===== DATASET RECORDS

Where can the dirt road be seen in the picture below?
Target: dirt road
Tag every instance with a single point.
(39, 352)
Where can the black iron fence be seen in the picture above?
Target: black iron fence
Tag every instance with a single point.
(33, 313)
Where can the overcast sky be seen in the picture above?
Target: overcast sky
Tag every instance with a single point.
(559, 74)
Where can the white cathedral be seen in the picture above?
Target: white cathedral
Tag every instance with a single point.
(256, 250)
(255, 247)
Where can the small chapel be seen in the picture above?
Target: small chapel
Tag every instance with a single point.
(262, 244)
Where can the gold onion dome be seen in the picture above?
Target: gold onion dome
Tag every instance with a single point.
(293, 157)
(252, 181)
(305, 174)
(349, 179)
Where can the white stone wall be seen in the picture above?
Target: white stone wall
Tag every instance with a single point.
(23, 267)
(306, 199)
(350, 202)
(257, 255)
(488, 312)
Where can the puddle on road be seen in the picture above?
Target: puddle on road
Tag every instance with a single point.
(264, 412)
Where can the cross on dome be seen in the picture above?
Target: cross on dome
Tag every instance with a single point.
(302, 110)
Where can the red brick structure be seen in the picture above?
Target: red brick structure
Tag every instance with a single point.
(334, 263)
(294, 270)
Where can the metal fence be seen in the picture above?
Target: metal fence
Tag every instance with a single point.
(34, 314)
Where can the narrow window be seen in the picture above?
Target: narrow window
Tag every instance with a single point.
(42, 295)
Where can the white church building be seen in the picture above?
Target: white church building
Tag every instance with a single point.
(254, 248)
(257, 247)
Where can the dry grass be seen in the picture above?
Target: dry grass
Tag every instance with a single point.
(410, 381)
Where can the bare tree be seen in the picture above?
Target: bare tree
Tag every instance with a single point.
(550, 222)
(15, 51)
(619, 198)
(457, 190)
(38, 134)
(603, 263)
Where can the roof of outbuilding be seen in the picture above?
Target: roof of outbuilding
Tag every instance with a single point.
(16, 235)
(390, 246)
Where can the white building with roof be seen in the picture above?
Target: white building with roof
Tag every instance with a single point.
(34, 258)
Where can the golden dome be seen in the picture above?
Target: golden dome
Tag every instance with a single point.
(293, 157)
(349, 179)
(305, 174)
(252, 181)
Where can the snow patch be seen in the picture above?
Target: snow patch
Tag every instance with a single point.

==========

**WHAT YOU NEED TO DO**
Write out all of the material again, swapping "with a single point" for "with one point" wherever it occurs and leaving everything else as it is.

**SOLUTION**
Where can the dirt road be seen in the picture below?
Target: dirt road
Tag every instance with one point.
(39, 352)
Where can the black iron fence be seen in the picture above?
Target: black iron fence
Tag every instance with one point.
(33, 313)
Where can the overcast sky be seen in the picture above?
Target: overcast sky
Tag every instance with one point.
(559, 74)
Where can the white cathedral be seen in the picture above?
Target: white cathedral
Tag every instance with one point.
(256, 250)
(255, 247)
Where can the small chapel be seen in the picture above?
Target: small chapel
Tag every instance with one point.
(262, 244)
Where can the gold onion dome be seen in the picture above?
Target: gold onion dome
Tag every instance with one point.
(293, 157)
(252, 181)
(305, 174)
(349, 179)
Where can the white stone wall be seen in the picture above?
Target: white stone wall
Tag every instance with one point.
(23, 267)
(306, 199)
(350, 202)
(257, 255)
(488, 312)
Where can the puddle on road be seen in the picture above?
Target: puddle on road
Tag every instance with one point.
(264, 412)
Where can the cross on dome be seen in the picture above?
Target: cross on dome
Tag every instance with one point.
(302, 110)
Where can the red brick structure be seen in the picture above?
Target: red brick structure
Tag every instance with one point.
(334, 263)
(294, 270)
Where can the metal fence be seen in the picture above?
Target: metal fence
Tag every instance with one point.
(34, 314)
Where can the narrow window be seen in the picture above?
Target: narrow window
Tag every instance with one point.
(42, 295)
Where can the white church building be seen in the picture above?
Target: white church building
Tag every instance with one point.
(254, 248)
(257, 247)
Where can the dry grass be seen in the picture above?
Target: dry grass
Tag every instance with one point.
(410, 381)
Where can the bare tree be seen in the picture above?
Target: bare tree
Tag every instance with one point.
(550, 222)
(15, 51)
(619, 198)
(457, 190)
(38, 134)
(603, 263)
Where can the roof of outbuilding be seen in the picture above?
Target: roof of outbuilding
Tag every instance with one point.
(16, 235)
(390, 246)
Where can the white building with roof be seen in the picture above?
Target: white building with roof
Tag every instance with one point.
(34, 258)
Where can the golden dome be seen in the picture above?
Target: golden dome
Tag every instance with one point.
(293, 157)
(349, 179)
(305, 174)
(252, 181)
Where can the snow patch be seen in the picture above?
Target: snow patch
Tag every instance with one point.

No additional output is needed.